Western Australia politics takes place in context of a constitutional monarchy with a bicameral parliamentary system, and like other Australian states, Western Australia is part of the federation known as the Commonwealth of Australia.

The main parties are the governing Labor Party and the National Party. Other minor political parties include the  Liberal Party, Greens, Western Australia Party, Shooters, Fishers and Farmers Party, Liberal Democratic Party and Pauline Hanson's One Nation.

State government

The nominal head of the Government of Western Australia is the King of Australia, represented in the state by the Governor of Western Australia. Legislative power rests with the Crown and the two houses of the Parliament of Western Australia. The powers and responsibilities of the parliament are defined in the Constitution Act 1889.

Parliament of Western Australia

The Parliament of Western Australia is bicameral, consisting of a lower and an upper house.

The Western Australian Legislative Assembly (lower house) is composed of 59 members of parliament, each of whom represent a single electoral district and are elected using a preferential voting system. The Legislative Assembly currently sits for fixed four-year terms. The leader of the party with a majority in the Legislative Assembly (or with the confidence of the Assembly) is appointed by the Governor as the Premier of Western Australia.

The Western Australian Legislative Council (upper house) has 36 members (or MLCs), representing six electoral regions. Six members are elected for each province using a proportional voting system.

General elections are held every four years, electing the entire Legislative Assembly and Legislative Council. The next state election is scheduled for March 2025.

SHORT EXERCISE A
Show every line of the listing that contains the string "spot", matching case exactly.
The text and the listing that follows come from unrelated sources.

[Records of labeled points]
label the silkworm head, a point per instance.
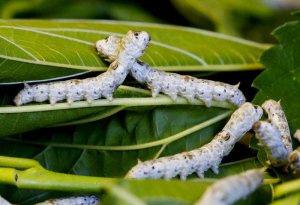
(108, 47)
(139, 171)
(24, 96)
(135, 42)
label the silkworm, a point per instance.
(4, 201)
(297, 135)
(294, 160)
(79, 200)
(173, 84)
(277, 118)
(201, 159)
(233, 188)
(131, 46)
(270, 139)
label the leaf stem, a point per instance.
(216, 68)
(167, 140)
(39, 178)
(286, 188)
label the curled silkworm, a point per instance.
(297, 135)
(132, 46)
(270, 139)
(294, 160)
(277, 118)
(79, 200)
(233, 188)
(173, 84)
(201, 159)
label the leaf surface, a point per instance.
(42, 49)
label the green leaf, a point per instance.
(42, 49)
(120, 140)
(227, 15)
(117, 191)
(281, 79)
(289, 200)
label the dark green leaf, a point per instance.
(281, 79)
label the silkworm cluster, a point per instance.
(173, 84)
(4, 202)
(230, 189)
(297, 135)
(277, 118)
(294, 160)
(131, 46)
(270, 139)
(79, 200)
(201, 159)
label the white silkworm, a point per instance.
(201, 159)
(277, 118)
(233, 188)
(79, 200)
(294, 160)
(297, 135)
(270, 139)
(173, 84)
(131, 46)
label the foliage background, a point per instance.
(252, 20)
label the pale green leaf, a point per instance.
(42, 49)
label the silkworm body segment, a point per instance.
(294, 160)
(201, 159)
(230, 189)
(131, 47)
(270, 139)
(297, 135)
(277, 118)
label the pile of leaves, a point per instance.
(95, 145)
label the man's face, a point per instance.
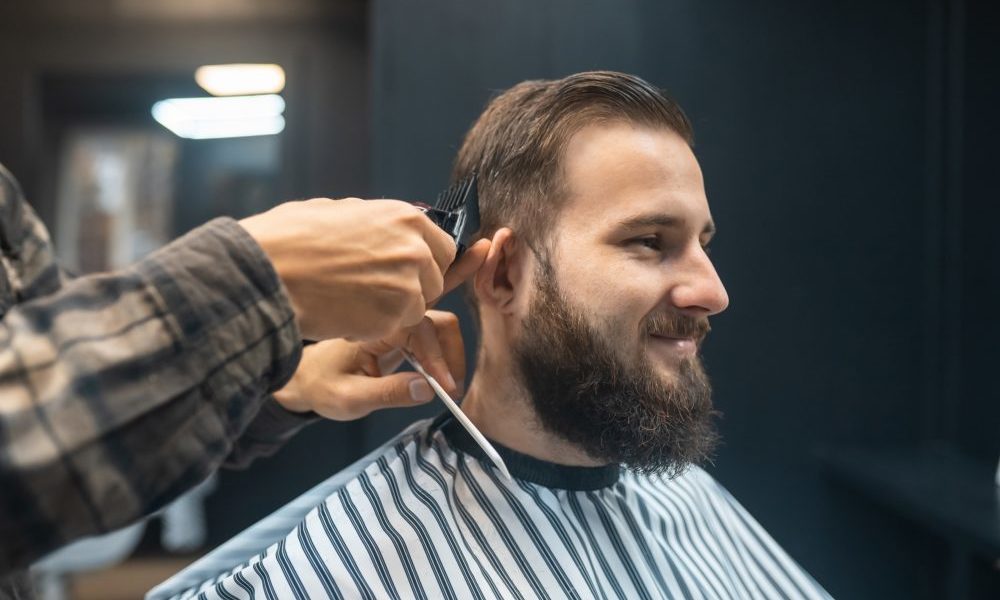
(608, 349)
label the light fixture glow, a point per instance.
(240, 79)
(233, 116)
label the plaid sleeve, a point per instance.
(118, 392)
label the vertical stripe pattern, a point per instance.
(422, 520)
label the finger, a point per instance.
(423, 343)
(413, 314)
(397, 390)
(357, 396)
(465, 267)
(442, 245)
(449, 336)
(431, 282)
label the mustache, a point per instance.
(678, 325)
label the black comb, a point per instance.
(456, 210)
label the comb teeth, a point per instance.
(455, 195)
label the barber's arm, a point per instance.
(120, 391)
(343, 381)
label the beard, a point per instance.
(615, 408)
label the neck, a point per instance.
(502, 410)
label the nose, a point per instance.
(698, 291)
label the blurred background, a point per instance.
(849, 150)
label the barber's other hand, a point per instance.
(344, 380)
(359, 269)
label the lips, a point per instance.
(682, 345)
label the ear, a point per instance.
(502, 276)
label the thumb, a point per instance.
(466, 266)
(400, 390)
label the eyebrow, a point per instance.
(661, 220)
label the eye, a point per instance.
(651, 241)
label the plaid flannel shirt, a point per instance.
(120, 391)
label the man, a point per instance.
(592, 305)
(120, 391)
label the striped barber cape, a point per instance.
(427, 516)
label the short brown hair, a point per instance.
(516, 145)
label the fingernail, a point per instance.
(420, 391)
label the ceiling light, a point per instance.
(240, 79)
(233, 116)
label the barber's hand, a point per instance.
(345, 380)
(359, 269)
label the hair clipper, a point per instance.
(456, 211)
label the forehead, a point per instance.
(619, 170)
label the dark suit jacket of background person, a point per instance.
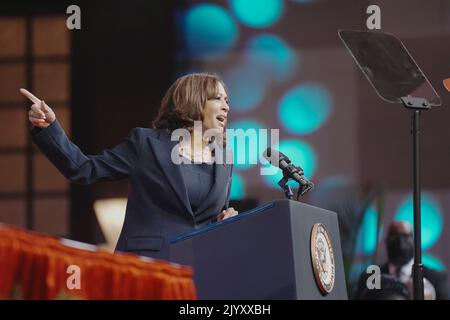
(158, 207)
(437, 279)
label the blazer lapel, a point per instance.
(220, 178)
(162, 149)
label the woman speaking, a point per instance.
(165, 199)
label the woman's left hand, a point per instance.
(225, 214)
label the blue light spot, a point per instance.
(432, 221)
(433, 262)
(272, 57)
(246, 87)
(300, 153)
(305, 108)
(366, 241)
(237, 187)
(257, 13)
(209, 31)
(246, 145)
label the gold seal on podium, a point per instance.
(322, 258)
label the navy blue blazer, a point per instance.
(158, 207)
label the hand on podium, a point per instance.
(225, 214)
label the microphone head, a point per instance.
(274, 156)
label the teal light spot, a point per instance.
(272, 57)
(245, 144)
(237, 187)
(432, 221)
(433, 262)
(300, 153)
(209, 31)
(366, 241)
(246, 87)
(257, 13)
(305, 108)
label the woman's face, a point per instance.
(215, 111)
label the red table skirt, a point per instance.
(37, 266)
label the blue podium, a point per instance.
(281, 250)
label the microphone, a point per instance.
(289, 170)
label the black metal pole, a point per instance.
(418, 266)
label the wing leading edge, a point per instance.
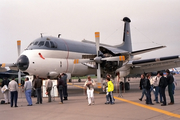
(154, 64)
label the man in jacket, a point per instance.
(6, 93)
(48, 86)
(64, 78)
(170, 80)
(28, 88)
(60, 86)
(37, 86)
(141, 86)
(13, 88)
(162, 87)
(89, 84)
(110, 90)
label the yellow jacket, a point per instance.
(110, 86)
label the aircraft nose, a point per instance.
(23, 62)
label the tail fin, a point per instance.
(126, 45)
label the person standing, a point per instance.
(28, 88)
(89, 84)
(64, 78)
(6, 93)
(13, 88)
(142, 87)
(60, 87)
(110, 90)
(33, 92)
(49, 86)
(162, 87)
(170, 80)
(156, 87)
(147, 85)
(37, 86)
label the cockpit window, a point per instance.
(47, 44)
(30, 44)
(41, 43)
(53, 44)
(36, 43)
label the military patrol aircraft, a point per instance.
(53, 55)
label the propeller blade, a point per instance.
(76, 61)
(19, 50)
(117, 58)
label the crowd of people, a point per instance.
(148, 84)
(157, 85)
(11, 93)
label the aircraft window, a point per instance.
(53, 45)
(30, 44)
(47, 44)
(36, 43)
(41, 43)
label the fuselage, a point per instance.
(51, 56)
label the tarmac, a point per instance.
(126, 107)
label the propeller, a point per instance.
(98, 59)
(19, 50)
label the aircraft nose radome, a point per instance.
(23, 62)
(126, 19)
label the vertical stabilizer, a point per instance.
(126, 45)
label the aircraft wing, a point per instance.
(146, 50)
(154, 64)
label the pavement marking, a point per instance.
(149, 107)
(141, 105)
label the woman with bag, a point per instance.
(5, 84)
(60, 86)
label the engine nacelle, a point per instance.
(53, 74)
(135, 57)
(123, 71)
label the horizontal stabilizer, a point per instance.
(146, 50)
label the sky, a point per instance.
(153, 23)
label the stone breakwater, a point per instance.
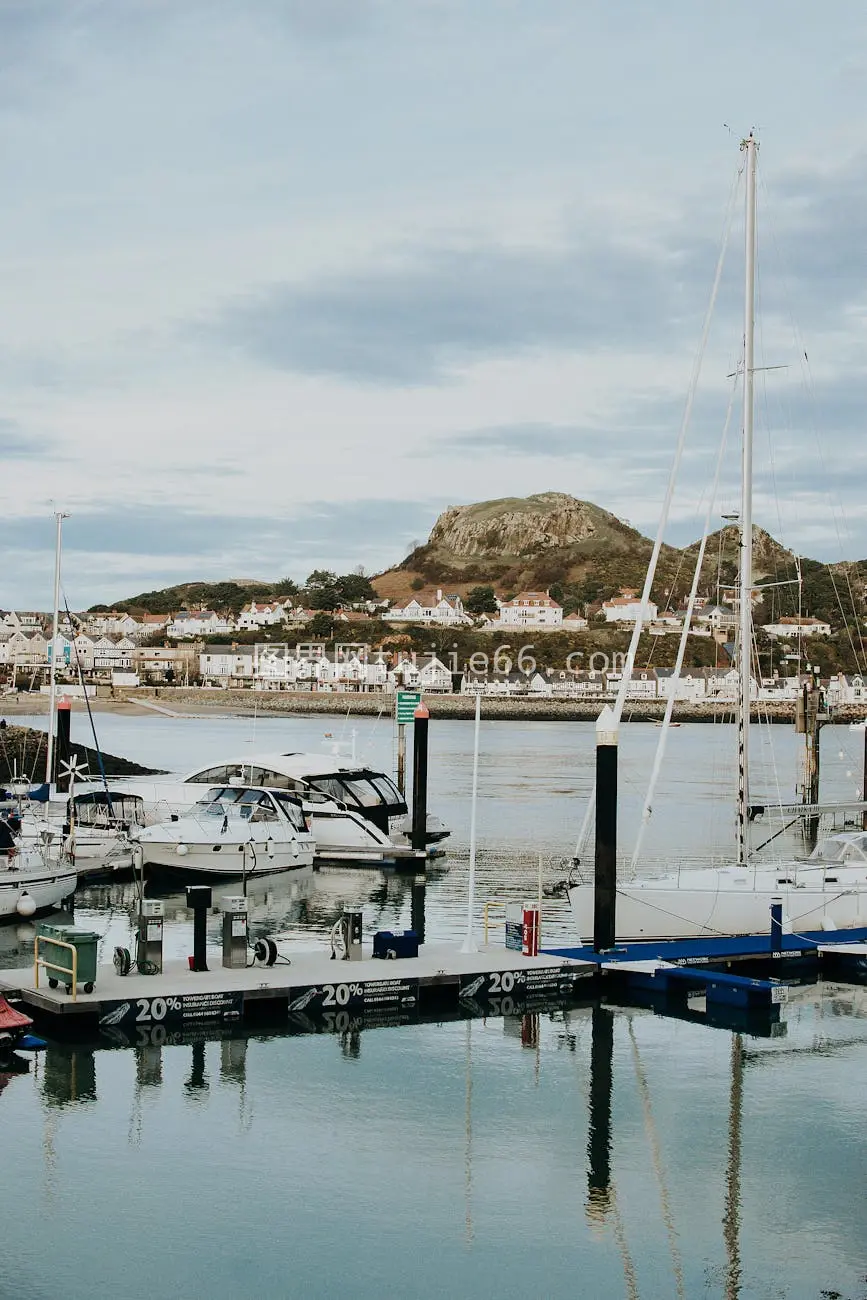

SHORT EXERCISE B
Name each minor political party listed in the Western Australia politics text.

EXERCISE RESULT A
label the blue light spot, a point per instance.
label the teal light spot, a point per instance.

EXERCISE RESULT B
Liberal Party, Greens, Western Australia Party, Shooters, Fishers and Farmers Party, Liberal Democratic Party, Pauline Hanson's One Nation